═══ Data excerpts

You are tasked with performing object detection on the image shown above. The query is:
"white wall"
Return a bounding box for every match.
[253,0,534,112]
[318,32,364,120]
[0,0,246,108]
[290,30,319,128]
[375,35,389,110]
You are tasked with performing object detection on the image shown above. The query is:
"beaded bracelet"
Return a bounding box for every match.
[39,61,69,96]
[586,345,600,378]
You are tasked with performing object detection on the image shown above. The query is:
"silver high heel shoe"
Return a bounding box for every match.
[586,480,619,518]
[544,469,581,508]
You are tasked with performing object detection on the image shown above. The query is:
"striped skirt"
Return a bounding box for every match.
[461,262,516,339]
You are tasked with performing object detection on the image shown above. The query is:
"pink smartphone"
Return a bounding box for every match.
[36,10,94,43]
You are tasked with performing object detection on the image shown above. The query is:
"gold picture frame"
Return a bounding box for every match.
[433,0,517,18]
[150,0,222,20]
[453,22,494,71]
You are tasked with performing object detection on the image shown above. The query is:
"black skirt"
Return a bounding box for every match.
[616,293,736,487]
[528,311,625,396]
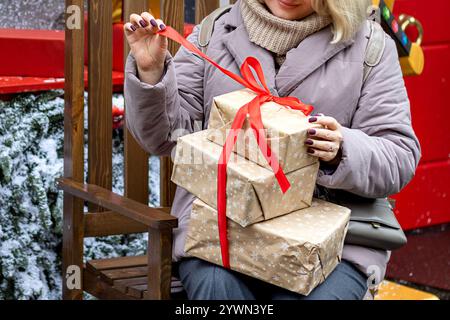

══════

Rename "query" to "label" in the material from its first line through the line containing "[544,469,581,508]". Give back only that stretch, with nothing else changed.

You are tasked with performing object detection on the image shown above. The label is:
"white wall"
Return a bounding box for every match.
[253,0,534,112]
[318,32,364,120]
[0,0,246,108]
[290,30,319,128]
[375,35,389,110]
You are tasked with performing object detection on the image shown above. The label is:
"beaded bracelet"
Return a bounding box for every match.
[39,61,69,96]
[586,345,600,378]
You are tasked with performing object detection on the image shown above. The label is:
"silver high heel shoe"
Return a bounding box for every match.
[586,480,619,518]
[544,469,581,508]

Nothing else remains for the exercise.